#### [What the exercise asks]
The article below on DeepMind's Capture the Flag agents compares them with earlier AI wins over humans in StarCraft II and Dota 2. In one to three sentences, explain what the article says set those earlier games apart from this research.

#### [Source extract]
--- START ---
Recently, researchers from DeepMind released their research where they designed AI agents that can team up to play Quake III Arena’s Capture the Flag mode. The highlight of this research is, these agents were able to team up against human players or play alongside them, tailoring their behavior accordingly.
We have previously seen instances of an AI agent beating humans in video games like StarCraft II and Dota 2. However, these games did not involve agents playing in a complex environment or required teamwork and interaction between multiple players.
In their research paper titled, “Human-level performance in 3D multiplayer games with population-based reinforcement learning”, a group of 30 AIs were collectively trained to play five-minute rounds of Capture the Flag, a game mode in which teams must retrieve flags from their opponents while retaining their own.
While playing the rounds in Capture the Flag the DeepMind AI was able to outperform human teammates, with the reaction time slowed down to that of a typical human player. Rather than a number of AIs teaming up on a group of human players in a game of Dota 2, the AI was able to play alongside them as well.
--- END ---
#### [Dataset extract]
--- START ---
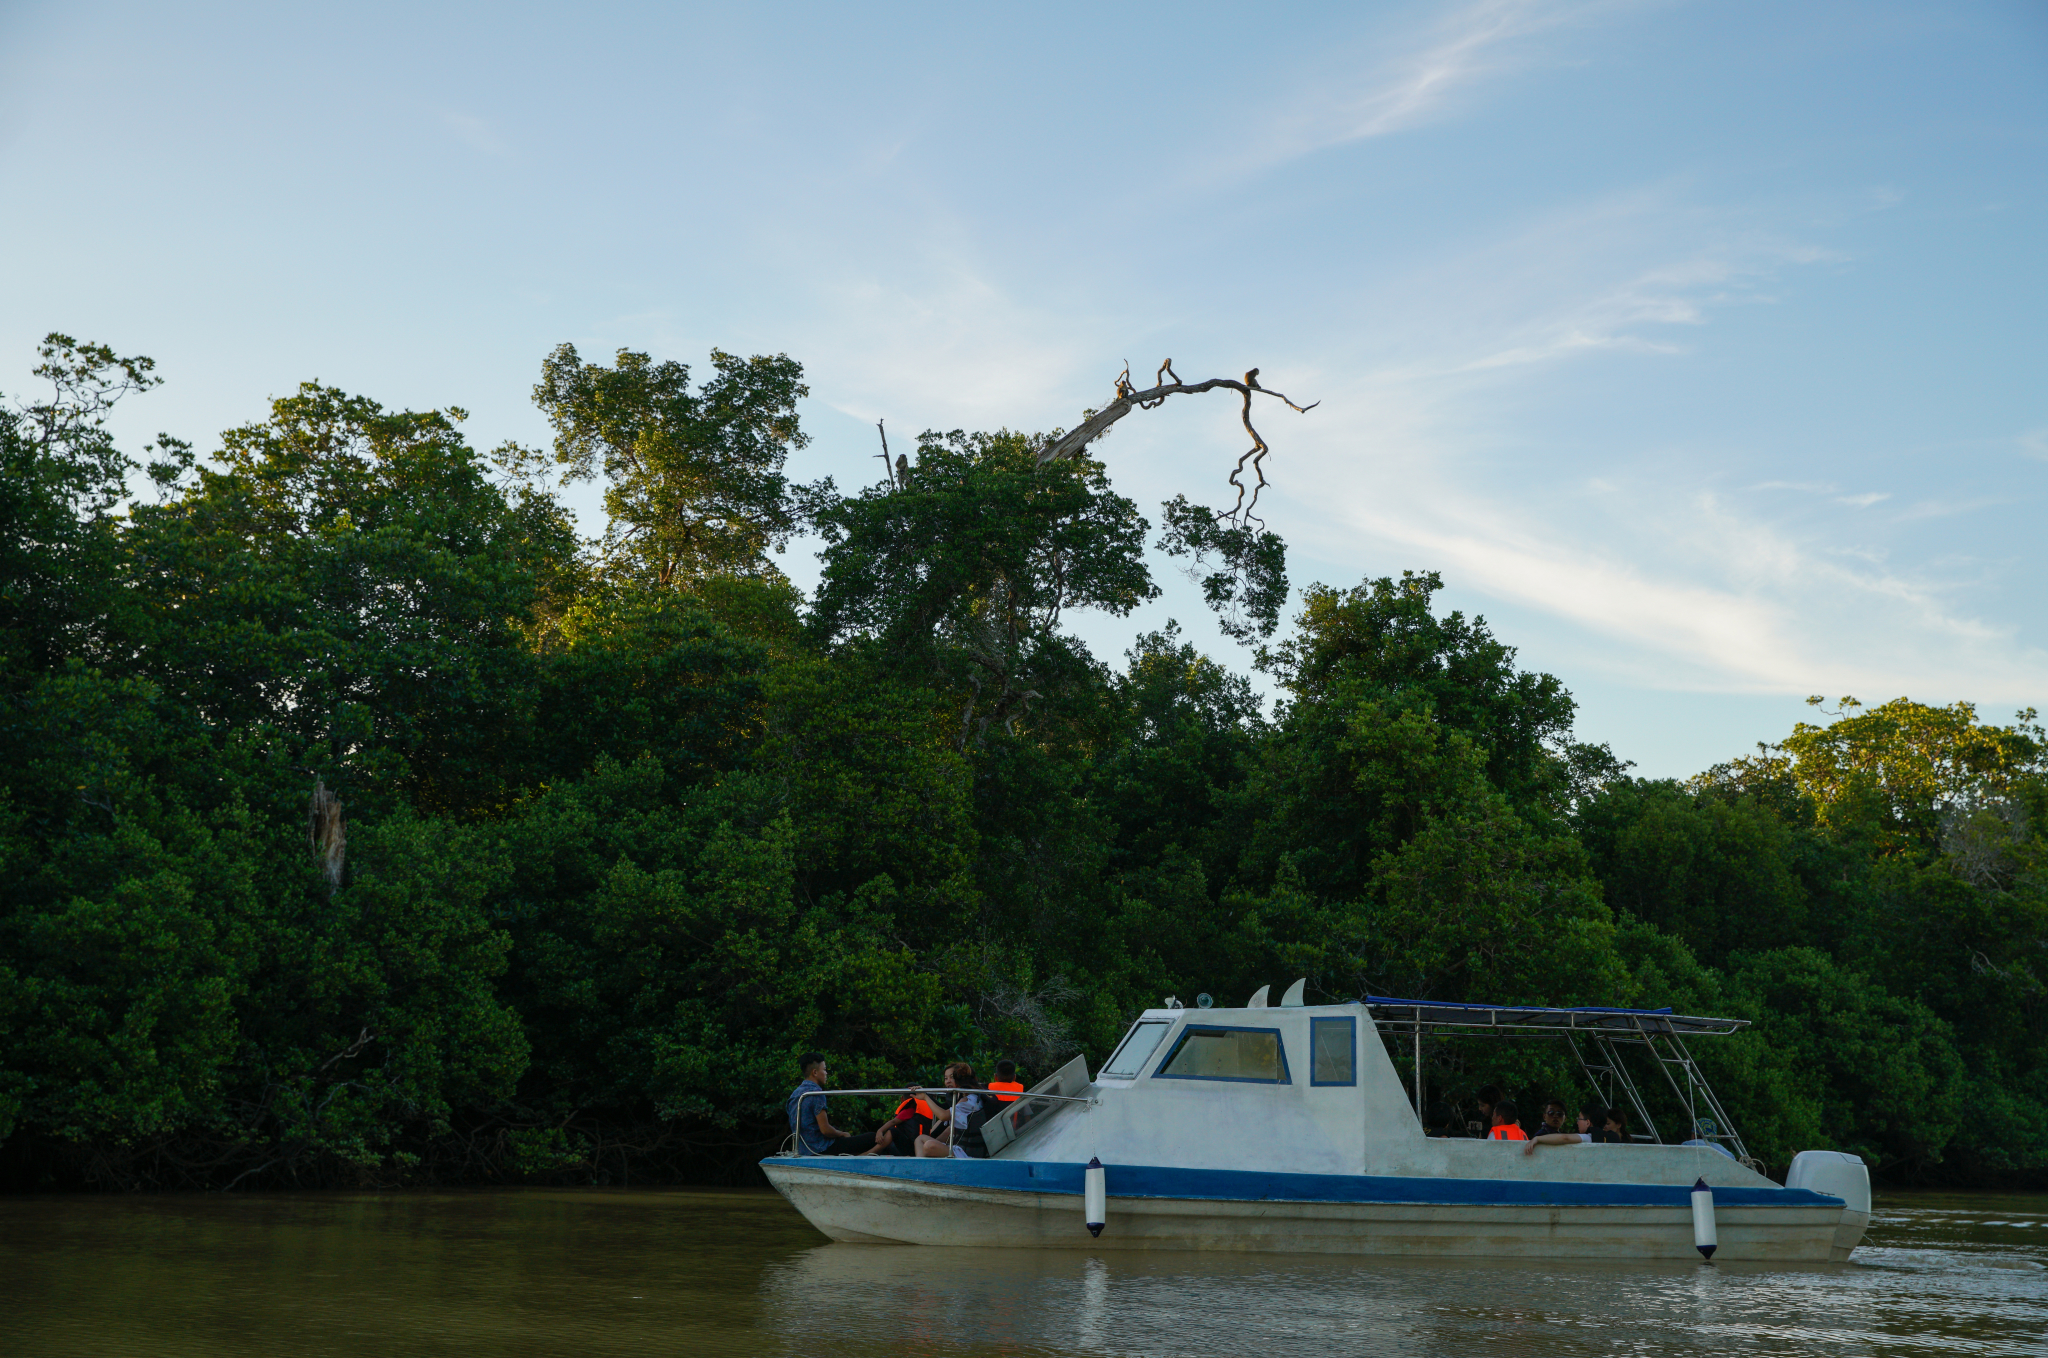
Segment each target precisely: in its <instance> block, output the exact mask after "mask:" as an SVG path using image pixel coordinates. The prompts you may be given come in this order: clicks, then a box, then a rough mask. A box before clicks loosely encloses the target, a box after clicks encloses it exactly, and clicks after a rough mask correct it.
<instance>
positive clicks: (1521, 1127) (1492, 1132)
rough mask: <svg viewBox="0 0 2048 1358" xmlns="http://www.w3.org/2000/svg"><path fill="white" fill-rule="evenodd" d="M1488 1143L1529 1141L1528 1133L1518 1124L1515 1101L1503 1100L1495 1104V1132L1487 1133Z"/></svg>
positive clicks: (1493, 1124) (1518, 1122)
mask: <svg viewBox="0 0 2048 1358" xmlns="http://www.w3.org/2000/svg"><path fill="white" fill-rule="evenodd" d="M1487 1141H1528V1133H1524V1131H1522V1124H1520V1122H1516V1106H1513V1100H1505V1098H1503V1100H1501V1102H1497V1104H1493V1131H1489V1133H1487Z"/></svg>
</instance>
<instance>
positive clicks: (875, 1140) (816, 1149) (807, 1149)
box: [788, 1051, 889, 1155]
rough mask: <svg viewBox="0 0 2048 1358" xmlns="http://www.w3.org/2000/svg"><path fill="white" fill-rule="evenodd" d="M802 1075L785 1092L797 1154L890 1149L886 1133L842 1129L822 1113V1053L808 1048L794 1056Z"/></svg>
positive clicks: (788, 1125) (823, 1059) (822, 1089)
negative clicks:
--- END ---
#### [Written response]
The article says StarCraft II and Dota 2 did not involve agents playing in a complex environment, and they did not require teamwork and interaction between multiple players. In this research, the agents teamed up against human players or played alongside them and adjusted their behavior to suit.